• [Problem details]: Find every line in the data below that contains the word "fixture" and copy each one. Case counts.

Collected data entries

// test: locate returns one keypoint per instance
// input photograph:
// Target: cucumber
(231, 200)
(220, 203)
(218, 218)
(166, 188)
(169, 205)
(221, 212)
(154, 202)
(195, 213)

...

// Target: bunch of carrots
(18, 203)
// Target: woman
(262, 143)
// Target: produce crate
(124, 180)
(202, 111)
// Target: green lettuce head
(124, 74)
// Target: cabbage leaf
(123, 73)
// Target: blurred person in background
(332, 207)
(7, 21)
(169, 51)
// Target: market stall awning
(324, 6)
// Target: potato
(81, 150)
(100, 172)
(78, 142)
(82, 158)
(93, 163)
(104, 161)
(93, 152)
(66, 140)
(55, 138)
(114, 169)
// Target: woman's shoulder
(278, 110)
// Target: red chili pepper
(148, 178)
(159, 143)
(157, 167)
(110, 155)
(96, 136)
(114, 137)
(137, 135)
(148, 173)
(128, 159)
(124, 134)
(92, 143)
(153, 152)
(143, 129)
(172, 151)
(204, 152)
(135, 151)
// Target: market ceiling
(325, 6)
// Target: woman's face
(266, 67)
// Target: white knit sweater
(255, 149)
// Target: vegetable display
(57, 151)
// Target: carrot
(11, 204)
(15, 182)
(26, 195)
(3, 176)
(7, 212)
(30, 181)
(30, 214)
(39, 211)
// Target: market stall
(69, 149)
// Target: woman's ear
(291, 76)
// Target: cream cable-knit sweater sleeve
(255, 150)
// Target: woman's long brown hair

...

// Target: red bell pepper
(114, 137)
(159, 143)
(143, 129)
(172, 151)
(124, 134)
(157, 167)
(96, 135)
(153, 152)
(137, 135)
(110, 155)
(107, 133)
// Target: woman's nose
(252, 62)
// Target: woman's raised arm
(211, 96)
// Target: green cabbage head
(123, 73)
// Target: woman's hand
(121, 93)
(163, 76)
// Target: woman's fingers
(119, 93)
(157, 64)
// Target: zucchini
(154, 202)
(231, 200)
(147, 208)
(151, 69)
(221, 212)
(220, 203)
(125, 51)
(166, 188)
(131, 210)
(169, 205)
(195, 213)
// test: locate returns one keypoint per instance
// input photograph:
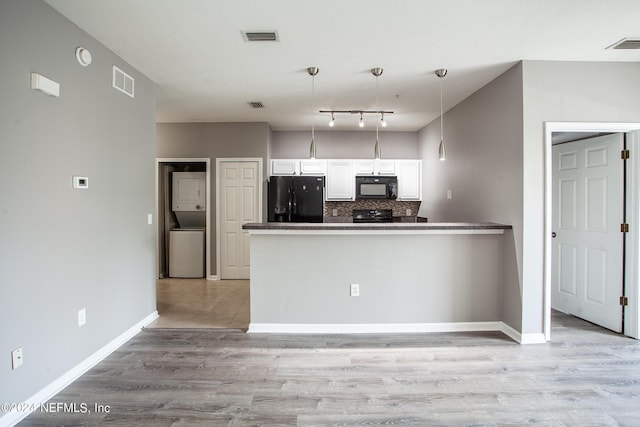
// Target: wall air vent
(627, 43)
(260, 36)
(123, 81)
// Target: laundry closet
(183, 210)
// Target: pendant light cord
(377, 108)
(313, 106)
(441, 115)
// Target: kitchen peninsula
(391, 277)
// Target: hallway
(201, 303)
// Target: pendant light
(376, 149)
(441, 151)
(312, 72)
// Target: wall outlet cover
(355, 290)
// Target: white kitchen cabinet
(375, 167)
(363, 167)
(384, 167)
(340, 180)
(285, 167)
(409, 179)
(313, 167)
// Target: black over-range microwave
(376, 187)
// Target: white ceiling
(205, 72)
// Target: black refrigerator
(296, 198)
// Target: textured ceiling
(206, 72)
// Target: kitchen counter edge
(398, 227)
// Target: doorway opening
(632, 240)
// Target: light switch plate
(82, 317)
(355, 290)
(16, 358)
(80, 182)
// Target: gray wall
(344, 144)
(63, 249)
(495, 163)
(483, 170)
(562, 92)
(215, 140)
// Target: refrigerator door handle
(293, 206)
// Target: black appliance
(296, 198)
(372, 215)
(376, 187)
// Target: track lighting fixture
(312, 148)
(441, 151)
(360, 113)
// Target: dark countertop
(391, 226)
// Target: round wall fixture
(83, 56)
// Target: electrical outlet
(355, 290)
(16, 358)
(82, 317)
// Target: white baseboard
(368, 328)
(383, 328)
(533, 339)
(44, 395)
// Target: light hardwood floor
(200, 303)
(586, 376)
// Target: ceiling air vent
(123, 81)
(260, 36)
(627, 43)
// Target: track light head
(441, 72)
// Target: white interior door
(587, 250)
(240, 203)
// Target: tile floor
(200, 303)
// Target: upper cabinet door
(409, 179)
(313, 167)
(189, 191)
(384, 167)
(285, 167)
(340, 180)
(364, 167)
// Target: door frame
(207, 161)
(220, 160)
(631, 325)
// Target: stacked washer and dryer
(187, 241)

• [Reply to the exercise]:
// Target: track lighting fixture
// Target: round wall fixture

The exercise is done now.